Beneath this instruction is a listing. Transcribe from it only the stretch from the line with "Target: hedge" through the line with "Could you spot the glowing", both end lines included, exactly as written.

[Opening Data shown section]

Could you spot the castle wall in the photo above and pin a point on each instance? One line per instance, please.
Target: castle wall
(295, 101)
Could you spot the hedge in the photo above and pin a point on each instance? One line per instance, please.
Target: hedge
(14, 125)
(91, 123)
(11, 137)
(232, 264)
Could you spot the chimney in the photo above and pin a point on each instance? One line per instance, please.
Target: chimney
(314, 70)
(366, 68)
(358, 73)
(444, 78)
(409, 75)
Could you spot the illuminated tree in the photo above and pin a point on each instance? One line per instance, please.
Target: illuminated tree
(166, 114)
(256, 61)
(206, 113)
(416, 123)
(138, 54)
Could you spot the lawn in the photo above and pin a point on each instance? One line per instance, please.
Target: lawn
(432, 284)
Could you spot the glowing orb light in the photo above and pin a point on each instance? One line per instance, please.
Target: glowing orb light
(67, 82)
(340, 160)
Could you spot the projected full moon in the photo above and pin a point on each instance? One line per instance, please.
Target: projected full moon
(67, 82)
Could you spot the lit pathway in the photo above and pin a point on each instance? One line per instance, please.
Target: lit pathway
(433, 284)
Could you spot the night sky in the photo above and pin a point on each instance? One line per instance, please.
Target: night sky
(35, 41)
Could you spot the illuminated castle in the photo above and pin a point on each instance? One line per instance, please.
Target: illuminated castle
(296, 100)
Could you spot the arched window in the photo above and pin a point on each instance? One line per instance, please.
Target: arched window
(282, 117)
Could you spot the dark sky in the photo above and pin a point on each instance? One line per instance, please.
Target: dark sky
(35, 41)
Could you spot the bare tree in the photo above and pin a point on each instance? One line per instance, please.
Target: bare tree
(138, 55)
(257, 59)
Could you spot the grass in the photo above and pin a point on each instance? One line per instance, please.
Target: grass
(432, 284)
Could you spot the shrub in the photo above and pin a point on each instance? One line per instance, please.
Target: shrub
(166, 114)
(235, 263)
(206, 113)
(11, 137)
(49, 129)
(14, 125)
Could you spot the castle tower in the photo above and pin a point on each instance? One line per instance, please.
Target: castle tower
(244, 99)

[Closing Data shown section]

Expected answer ::
Target: hedge
(14, 125)
(91, 123)
(11, 137)
(232, 264)
Could you spot the chimney in the photo above and pin a point on each instance? One line per instance, please.
Target: chimney
(314, 70)
(366, 68)
(358, 73)
(444, 78)
(409, 75)
Could you spot the illuminated tree in the photo above and pin a point on each instance? One line per instance, please.
Target: illuminated tree
(166, 114)
(256, 61)
(206, 113)
(416, 123)
(138, 54)
Could you spot the lawn in the photo above and pin a point on each instance? One line per instance, please.
Target: lawn
(432, 284)
Could you spot the glowing orb light in the photo above and pin a point on each instance? One line per instance, please.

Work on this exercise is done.